[Saved data entries]
# # # # # # #
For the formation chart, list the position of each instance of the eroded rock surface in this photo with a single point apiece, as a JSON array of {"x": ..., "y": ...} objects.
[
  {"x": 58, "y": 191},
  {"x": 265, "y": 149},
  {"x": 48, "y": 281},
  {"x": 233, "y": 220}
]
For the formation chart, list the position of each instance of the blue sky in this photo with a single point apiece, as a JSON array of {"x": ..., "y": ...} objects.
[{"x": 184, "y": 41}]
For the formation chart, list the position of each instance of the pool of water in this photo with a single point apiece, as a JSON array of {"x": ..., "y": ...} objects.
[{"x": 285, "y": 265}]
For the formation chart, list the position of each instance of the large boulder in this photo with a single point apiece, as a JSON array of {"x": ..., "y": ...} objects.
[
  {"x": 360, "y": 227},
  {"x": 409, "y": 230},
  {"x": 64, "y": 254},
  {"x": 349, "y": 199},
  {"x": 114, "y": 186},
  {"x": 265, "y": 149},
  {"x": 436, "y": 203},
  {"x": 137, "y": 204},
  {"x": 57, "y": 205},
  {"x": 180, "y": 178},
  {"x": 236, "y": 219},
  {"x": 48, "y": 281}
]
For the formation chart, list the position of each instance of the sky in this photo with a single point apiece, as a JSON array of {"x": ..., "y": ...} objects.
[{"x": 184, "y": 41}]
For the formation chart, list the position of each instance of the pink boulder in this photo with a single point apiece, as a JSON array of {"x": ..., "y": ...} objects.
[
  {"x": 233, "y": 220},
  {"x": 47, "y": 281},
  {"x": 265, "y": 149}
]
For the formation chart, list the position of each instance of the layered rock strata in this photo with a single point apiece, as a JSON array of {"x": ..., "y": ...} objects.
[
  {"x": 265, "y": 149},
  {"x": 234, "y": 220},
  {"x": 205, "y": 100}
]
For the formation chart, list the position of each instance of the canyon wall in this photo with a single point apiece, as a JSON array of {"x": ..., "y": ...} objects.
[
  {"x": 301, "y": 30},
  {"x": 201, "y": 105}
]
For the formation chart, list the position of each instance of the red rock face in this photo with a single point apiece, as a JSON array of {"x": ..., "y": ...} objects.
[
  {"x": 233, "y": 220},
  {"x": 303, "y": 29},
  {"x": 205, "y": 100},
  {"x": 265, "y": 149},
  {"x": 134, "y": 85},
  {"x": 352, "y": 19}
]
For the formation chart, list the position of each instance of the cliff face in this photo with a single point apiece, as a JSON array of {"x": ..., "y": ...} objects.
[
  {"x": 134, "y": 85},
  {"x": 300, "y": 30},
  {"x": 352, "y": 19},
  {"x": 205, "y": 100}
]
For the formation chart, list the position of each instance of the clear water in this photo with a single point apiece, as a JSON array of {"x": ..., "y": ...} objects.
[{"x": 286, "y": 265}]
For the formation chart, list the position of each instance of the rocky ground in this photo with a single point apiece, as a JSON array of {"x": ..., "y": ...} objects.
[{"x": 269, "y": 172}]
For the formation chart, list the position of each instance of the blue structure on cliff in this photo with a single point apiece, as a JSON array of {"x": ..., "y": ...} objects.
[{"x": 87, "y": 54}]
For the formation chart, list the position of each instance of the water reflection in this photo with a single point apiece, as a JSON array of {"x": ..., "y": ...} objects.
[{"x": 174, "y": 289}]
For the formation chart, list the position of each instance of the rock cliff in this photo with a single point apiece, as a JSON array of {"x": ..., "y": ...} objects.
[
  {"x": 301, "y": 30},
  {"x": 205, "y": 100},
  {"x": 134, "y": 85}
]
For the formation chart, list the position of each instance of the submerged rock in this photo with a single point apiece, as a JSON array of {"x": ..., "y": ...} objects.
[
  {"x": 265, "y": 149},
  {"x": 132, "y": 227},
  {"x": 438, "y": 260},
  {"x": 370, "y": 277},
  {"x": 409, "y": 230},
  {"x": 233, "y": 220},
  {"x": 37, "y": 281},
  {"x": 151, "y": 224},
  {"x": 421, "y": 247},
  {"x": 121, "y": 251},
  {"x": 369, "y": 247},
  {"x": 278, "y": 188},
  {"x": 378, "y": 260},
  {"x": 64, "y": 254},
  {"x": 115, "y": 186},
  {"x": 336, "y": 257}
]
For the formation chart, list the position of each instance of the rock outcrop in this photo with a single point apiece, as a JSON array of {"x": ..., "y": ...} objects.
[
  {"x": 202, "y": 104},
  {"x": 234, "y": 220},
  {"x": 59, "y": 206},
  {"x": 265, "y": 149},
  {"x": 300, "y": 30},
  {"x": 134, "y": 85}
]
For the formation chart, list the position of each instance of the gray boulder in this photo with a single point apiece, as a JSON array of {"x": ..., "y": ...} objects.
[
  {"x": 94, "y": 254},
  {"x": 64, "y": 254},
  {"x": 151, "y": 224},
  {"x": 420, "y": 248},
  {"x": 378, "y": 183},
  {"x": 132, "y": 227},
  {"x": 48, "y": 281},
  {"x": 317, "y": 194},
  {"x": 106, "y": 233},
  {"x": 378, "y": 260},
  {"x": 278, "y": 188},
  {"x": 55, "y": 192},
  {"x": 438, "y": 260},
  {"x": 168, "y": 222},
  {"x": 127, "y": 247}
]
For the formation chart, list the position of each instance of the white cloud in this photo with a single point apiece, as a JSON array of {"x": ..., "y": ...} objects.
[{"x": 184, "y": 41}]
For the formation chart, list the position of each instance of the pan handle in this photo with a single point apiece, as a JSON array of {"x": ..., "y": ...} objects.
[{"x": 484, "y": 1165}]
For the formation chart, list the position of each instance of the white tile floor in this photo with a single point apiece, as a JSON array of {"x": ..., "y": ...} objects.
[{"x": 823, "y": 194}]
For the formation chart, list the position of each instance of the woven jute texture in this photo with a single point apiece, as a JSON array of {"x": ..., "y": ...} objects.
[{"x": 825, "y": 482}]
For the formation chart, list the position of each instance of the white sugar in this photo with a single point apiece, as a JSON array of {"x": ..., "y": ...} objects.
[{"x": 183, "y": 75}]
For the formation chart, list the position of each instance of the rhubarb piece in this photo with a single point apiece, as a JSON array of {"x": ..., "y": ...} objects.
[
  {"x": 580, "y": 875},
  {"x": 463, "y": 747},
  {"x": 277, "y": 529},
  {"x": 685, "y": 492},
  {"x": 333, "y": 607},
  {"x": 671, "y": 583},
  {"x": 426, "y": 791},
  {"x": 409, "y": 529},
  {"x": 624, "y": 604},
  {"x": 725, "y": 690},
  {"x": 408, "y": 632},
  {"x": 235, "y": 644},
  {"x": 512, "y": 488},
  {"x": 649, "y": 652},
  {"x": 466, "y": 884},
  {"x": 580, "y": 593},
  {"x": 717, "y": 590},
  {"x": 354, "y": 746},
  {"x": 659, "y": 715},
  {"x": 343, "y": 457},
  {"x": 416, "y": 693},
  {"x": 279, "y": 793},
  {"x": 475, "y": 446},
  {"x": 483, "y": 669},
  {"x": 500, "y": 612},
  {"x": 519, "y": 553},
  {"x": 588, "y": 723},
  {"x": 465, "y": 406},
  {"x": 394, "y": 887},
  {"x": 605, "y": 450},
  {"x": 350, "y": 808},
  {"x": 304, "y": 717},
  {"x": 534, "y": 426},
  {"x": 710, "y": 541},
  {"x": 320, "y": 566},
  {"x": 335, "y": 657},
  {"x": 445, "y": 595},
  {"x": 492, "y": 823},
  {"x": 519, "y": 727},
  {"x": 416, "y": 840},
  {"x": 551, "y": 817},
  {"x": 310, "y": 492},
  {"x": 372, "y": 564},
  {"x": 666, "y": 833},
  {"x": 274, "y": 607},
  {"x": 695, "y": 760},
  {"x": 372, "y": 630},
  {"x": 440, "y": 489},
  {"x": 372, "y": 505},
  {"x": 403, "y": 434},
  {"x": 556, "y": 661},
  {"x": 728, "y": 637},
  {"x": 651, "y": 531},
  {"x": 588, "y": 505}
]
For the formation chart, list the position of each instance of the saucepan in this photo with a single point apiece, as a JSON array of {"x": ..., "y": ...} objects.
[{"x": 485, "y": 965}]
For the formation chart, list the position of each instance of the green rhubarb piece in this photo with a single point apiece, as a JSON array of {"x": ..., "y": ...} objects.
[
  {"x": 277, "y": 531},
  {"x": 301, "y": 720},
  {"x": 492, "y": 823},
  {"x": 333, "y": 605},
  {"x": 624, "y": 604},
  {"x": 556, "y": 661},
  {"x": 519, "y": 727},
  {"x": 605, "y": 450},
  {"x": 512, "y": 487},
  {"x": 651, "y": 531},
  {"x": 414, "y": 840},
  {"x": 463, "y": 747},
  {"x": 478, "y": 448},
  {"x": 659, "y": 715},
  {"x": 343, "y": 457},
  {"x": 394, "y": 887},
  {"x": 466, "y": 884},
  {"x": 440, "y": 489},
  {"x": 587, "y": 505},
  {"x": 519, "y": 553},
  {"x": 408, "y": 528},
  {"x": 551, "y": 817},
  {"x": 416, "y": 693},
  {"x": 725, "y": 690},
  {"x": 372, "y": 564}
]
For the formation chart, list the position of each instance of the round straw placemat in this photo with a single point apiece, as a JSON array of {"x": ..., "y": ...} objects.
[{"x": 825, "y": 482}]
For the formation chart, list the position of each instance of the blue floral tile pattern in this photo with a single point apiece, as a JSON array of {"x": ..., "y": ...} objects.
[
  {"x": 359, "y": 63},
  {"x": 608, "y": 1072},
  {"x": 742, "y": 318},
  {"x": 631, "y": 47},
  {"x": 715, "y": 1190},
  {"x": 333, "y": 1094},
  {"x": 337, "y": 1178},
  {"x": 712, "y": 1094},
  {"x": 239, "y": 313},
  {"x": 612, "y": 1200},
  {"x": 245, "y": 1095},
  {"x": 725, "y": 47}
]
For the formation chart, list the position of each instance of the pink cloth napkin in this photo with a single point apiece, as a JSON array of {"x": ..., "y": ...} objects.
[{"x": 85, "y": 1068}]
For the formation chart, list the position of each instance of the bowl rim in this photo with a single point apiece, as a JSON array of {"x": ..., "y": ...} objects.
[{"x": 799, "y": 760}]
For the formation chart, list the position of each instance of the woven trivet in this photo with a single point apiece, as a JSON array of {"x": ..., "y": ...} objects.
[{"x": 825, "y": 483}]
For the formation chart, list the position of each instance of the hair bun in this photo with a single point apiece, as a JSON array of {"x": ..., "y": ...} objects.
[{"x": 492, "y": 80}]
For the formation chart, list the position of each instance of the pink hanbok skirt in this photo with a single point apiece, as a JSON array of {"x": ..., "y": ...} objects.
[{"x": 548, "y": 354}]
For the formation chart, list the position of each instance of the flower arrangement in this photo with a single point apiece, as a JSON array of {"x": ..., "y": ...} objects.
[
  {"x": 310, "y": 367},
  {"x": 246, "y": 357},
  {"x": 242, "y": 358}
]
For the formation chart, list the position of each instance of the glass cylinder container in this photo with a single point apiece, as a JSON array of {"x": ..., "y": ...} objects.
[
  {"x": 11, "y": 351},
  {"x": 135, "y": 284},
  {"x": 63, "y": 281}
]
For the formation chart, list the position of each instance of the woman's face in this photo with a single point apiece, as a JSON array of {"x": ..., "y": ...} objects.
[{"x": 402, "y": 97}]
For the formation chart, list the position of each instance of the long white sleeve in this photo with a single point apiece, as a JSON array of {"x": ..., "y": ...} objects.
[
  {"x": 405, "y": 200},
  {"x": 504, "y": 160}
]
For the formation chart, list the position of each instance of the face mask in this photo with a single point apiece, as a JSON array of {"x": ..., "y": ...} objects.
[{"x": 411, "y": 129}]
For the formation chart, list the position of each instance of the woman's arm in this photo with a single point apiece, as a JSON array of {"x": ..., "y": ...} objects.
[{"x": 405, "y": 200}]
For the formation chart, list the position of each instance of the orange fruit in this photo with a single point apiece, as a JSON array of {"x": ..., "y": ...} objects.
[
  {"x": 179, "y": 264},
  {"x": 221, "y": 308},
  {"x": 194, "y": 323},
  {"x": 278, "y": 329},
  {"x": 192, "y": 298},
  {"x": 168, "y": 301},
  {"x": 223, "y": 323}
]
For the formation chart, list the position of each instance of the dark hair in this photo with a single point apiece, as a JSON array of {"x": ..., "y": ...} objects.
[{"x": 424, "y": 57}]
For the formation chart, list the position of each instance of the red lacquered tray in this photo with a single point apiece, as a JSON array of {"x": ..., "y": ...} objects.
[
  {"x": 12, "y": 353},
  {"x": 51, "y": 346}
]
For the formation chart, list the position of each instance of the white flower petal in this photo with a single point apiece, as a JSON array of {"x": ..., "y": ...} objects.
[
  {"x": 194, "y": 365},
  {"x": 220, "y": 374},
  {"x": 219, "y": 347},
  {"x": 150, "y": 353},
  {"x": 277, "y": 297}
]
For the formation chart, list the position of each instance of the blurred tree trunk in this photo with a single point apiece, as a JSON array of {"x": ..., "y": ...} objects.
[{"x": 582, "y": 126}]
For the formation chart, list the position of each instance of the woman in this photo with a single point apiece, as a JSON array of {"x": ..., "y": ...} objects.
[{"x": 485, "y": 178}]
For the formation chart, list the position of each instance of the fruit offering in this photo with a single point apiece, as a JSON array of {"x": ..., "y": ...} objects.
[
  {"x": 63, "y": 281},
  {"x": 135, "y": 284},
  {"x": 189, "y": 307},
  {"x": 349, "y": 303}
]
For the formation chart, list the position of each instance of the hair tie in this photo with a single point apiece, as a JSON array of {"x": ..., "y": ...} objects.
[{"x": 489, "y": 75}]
# # # # # # #
Work required:
Each line from the one with "of the blurred" through the last line of the records must be written out word for word. Include nothing else.

Response:
For the formation chart, list the position of each instance of the blurred tree trunk in this photo with a single point apiece, as a JSON array of {"x": ..., "y": ...} objects.
[{"x": 582, "y": 126}]
For the formation chart, list the position of each instance of the woman in this photo with a single point apiece, as a JSON array of {"x": ..., "y": ...} objects.
[{"x": 485, "y": 178}]
For the formation chart, list the position of each instance of the fruit offering in this photo with a single point apiece, as a JSON array of {"x": ..., "y": ...} objects.
[
  {"x": 63, "y": 281},
  {"x": 135, "y": 284},
  {"x": 189, "y": 307},
  {"x": 349, "y": 303}
]
For the formation chart, list the position of each instance of the hair tie in this photo with a single point apiece, as a JSON array of {"x": ..., "y": ...} objects.
[{"x": 489, "y": 75}]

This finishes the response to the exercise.